● About this task:
Please repeat the records beneath this task exactly as they appear, but skip the images.

(Saved entries)
———
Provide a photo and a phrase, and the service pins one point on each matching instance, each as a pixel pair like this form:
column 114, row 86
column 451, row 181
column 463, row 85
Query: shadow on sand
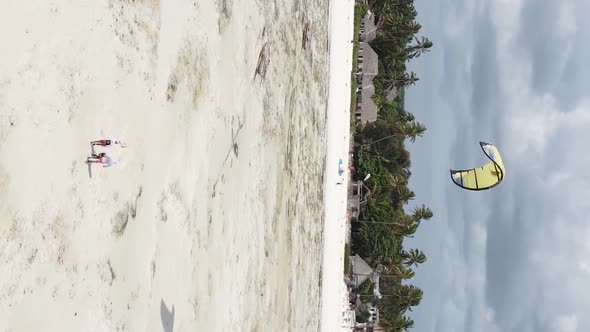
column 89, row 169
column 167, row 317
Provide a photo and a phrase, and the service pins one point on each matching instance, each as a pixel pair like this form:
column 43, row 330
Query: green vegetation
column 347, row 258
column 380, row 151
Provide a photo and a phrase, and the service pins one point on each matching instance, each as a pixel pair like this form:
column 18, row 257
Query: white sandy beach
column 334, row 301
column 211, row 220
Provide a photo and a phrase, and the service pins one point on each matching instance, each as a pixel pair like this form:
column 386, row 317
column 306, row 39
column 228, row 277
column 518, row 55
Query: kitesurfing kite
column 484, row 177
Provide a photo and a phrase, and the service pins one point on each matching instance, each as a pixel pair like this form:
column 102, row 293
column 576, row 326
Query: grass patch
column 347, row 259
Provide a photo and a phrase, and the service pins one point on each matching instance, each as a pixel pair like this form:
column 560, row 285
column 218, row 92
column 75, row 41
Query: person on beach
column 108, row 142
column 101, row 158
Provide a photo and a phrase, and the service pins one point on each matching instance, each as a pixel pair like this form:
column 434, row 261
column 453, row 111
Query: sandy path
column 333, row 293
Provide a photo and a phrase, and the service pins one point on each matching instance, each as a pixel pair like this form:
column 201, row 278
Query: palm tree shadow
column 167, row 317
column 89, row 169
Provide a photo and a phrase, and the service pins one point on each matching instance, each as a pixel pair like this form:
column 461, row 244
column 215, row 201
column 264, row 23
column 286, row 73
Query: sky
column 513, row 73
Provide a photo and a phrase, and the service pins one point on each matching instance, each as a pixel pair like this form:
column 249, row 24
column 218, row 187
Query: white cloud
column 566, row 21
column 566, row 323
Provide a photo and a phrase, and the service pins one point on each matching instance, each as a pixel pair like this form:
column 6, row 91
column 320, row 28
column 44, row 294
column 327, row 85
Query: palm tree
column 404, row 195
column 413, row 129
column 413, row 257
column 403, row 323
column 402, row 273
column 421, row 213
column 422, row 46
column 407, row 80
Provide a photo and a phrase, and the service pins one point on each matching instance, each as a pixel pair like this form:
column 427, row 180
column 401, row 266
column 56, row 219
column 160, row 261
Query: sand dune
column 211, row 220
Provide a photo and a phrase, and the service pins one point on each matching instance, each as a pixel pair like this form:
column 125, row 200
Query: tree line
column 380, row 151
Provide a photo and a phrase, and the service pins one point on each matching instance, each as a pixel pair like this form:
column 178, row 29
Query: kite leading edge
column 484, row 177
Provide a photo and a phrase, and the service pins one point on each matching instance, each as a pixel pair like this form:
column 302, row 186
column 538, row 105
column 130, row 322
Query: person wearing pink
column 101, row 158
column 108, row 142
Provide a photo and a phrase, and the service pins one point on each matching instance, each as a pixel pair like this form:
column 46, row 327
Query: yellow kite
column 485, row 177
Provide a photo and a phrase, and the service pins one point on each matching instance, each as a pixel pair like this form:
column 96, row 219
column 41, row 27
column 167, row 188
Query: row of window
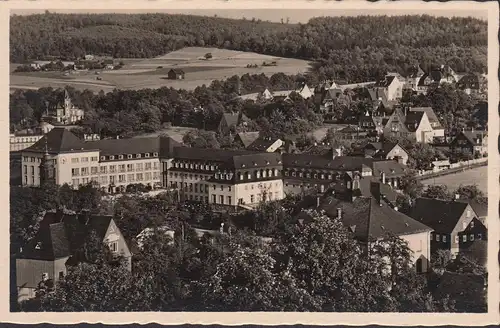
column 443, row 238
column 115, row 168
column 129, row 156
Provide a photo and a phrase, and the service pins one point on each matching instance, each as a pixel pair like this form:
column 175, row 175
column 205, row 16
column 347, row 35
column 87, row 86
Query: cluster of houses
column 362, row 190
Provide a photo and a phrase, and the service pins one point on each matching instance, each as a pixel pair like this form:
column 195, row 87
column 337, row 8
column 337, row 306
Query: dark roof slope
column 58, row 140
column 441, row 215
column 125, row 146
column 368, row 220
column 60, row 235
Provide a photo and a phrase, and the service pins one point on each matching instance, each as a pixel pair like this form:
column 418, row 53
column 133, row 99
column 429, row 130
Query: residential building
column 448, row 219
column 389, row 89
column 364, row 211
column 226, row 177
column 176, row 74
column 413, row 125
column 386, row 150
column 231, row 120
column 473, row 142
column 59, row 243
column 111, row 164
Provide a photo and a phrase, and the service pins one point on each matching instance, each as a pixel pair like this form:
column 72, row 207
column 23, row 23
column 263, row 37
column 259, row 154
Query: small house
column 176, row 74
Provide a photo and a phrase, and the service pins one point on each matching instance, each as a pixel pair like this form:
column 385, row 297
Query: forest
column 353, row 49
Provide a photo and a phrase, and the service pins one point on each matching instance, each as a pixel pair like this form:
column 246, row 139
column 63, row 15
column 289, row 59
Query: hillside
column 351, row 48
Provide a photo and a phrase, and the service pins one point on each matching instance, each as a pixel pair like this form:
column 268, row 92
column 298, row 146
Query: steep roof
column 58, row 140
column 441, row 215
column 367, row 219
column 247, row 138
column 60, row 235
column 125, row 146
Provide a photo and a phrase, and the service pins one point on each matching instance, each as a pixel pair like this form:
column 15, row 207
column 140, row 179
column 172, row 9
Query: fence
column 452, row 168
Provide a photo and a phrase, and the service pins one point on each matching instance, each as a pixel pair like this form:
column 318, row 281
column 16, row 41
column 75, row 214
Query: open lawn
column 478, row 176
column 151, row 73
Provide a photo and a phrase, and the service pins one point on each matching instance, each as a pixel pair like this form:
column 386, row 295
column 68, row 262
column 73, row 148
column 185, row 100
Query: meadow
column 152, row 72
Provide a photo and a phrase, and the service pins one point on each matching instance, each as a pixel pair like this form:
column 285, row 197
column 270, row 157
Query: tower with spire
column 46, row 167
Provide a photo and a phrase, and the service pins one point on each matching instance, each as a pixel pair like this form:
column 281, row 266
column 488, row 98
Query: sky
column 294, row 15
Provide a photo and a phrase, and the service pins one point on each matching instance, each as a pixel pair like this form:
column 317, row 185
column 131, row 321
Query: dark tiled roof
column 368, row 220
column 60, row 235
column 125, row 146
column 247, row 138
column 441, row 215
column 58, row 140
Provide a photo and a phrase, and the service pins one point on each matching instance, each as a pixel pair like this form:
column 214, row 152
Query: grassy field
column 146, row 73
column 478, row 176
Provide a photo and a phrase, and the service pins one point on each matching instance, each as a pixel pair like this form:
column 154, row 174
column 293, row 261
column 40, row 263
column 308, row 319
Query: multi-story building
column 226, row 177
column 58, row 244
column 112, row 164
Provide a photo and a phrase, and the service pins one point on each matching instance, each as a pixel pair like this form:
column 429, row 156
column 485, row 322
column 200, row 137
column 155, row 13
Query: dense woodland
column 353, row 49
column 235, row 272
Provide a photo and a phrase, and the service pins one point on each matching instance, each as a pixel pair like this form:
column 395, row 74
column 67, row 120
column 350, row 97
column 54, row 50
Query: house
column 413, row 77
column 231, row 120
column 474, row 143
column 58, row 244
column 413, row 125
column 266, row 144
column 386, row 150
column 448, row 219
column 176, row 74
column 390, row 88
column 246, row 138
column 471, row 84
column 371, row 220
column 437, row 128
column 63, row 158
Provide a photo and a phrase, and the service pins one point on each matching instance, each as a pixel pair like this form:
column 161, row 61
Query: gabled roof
———
● Answer section:
Provide a photo and a phrase, and the service pins one point on each matching instance, each as a pixel pair like this form:
column 114, row 86
column 451, row 181
column 463, row 85
Query: shadow on sand
column 89, row 169
column 167, row 317
Provide a photo and a phrase, and the service pins one point on each matching instance, each as a pixel pair like this form:
column 43, row 330
Query: green vegetation
column 347, row 258
column 380, row 151
Provide a photo and a phrase, and the service pins one point on each matching instance, each as a pixel pair like this form:
column 18, row 257
Query: white sandy beach
column 334, row 301
column 211, row 220
Provide a photo and a phrase, and the service pins one point on each matching instance, each as a pixel pair like this form:
column 386, row 317
column 306, row 39
column 228, row 277
column 518, row 55
Query: kitesurfing kite
column 484, row 177
Provide a photo and a phrase, and the service pins one point on each matching instance, each as a pixel pair like this form:
column 102, row 293
column 576, row 326
Query: grass patch
column 347, row 259
Provide a photo and a phrase, and the service pins one point on each matching instance, each as a pixel pair like this form:
column 560, row 285
column 218, row 92
column 75, row 41
Query: person on beach
column 108, row 142
column 101, row 158
Provide a photo and a phrase, and the service pins one point on each matching instance, each as a pixel pair like this form:
column 434, row 261
column 453, row 111
Query: sandy path
column 333, row 293
Provide a photo and a phrase, and the service pins one point on each matching instance, each as a pixel pair like this form:
column 201, row 278
Query: palm tree shadow
column 167, row 317
column 89, row 169
Provide a photo and a phrase, and the service pins one point on each matching instance, each as a pixel pair like this form:
column 461, row 244
column 215, row 201
column 264, row 23
column 286, row 73
Query: sky
column 513, row 73
Provide a photo and a phrase, and the service pins one point on each matching instance, each as a pixel pair like this form:
column 249, row 24
column 218, row 187
Query: white cloud
column 566, row 21
column 566, row 323
Provide a photo and a phrase, and the service pins one point on each matching instance, each as a pixel pair like this form:
column 6, row 91
column 320, row 28
column 44, row 294
column 327, row 85
Query: palm tree
column 404, row 195
column 413, row 129
column 413, row 257
column 403, row 323
column 402, row 273
column 421, row 213
column 422, row 46
column 407, row 80
Provide a photo and a phrase, and the service pins one point on each matching instance, each as a pixel pair like this form:
column 427, row 180
column 401, row 266
column 56, row 219
column 160, row 261
Query: sand dune
column 211, row 220
Provide a photo and a phrase, and the service pins one point on each matching instance, each as a pixel pair like this form:
column 125, row 200
Query: tree line
column 380, row 151
Provide a photo and a phrase, and the service pins one point on each matching instance, each as a pixel pair like this form:
column 178, row 29
Query: kite leading edge
column 484, row 177
Provide a photo and a phrase, and the service pins one point on each matching instance, each as a pixel pair like this form:
column 302, row 186
column 538, row 105
column 130, row 322
Query: person wearing pink
column 101, row 158
column 108, row 142
Provide a photo and a phrase, and the service pins one point on each matching instance, each as a pixel pair like this form:
column 46, row 327
Query: yellow kite
column 485, row 177
Provide a photo and a phrase, and the service pins one point on each matching instance, each as a pixel pair like this form:
column 96, row 219
column 41, row 27
column 167, row 188
Query: row of window
column 443, row 238
column 115, row 168
column 129, row 156
Provide a photo and a phrase, and the service pins one point on each matching instance, each as a pixel pair like this form:
column 175, row 175
column 205, row 16
column 347, row 35
column 87, row 86
Query: cluster of houses
column 362, row 190
Provide a photo and a phrase, and the service pins one point on each matching instance, each as a pixel pair like this form:
column 195, row 87
column 337, row 8
column 337, row 306
Query: dark roof slope
column 58, row 140
column 441, row 215
column 125, row 146
column 368, row 220
column 60, row 235
Provide a photo and a phrase, and the service pins one point on each matching instance, each as a pixel pair like this form:
column 418, row 53
column 133, row 99
column 429, row 130
Query: residential building
column 448, row 219
column 389, row 89
column 364, row 211
column 226, row 177
column 176, row 74
column 413, row 125
column 386, row 150
column 231, row 120
column 473, row 142
column 59, row 243
column 111, row 164
Provide a photo and a phrase, and the service pins one point on each matching instance, each as a pixel pair like this form:
column 72, row 207
column 23, row 23
column 263, row 37
column 259, row 154
Query: small house
column 176, row 74
Provide a photo and a phrase, and the service pins one point on each matching instance, each as a pixel pair like this form:
column 385, row 297
Query: forest
column 353, row 49
Provide a photo and a phrase, and the service pins one point on each matching instance, each as a pixel pair like this form:
column 246, row 139
column 63, row 15
column 289, row 59
Query: hillside
column 351, row 48
Provide a photo and a phrase, and the service pins one point on each matching instance, each as a pixel pair like this form:
column 268, row 92
column 298, row 146
Query: steep roof
column 58, row 140
column 441, row 215
column 367, row 219
column 247, row 138
column 60, row 235
column 125, row 146
Provide a photo and a phrase, and the service pins one point on each matching instance, each as a pixel pair like this form:
column 15, row 207
column 140, row 179
column 172, row 9
Query: fence
column 452, row 168
Provide a photo and a phrase, and the service pins one point on each matching instance, each as a pixel pair like this form:
column 318, row 281
column 16, row 41
column 75, row 214
Query: open lawn
column 478, row 176
column 151, row 73
Provide a photo and a phrase, and the service pins one point on each matching instance, each as a pixel pair like this form:
column 386, row 295
column 68, row 262
column 73, row 148
column 185, row 100
Query: meadow
column 152, row 72
Provide a photo and a phrase, and the service pins one point on each matching instance, each as a pixel pair like this form:
column 285, row 197
column 270, row 157
Query: tower with spire
column 46, row 167
Provide a photo and a phrase, and the service pins one point on each matching instance, each as a pixel pair like this form:
column 281, row 266
column 488, row 98
Query: sky
column 294, row 15
Provide a photo and a phrase, and the service pins one point on each matching instance, each as a pixel pair like this form:
column 317, row 185
column 131, row 321
Query: dark tiled roof
column 368, row 220
column 60, row 235
column 125, row 146
column 247, row 138
column 441, row 215
column 58, row 140
Provide a photo and a phrase, and the service pins one point on each matching instance, each as a pixel pair like this form:
column 214, row 152
Query: grassy field
column 146, row 73
column 478, row 176
Provide a photo and a phrase, and the service pins one point on each matching instance, each as a pixel pair like this form:
column 154, row 174
column 293, row 261
column 40, row 263
column 308, row 319
Query: multi-story building
column 226, row 177
column 58, row 244
column 112, row 164
Provide a photo and a phrase, and the service pins one point on each matching instance, each as a pixel pair like this form:
column 429, row 156
column 485, row 322
column 200, row 137
column 155, row 13
Query: dense woodland
column 353, row 49
column 235, row 272
Provide a photo and a phrase, and the service pins one point on each matching instance, each as a pixel pair like this form:
column 395, row 74
column 67, row 120
column 350, row 97
column 54, row 50
Query: house
column 413, row 77
column 231, row 120
column 474, row 143
column 58, row 244
column 413, row 125
column 266, row 144
column 386, row 150
column 448, row 219
column 176, row 74
column 390, row 88
column 246, row 138
column 471, row 84
column 371, row 220
column 437, row 128
column 63, row 158
Provide a photo and a phrase, and the service pins one point on each matching instance, each as a pixel pair like this form:
column 161, row 61
Query: gabled roof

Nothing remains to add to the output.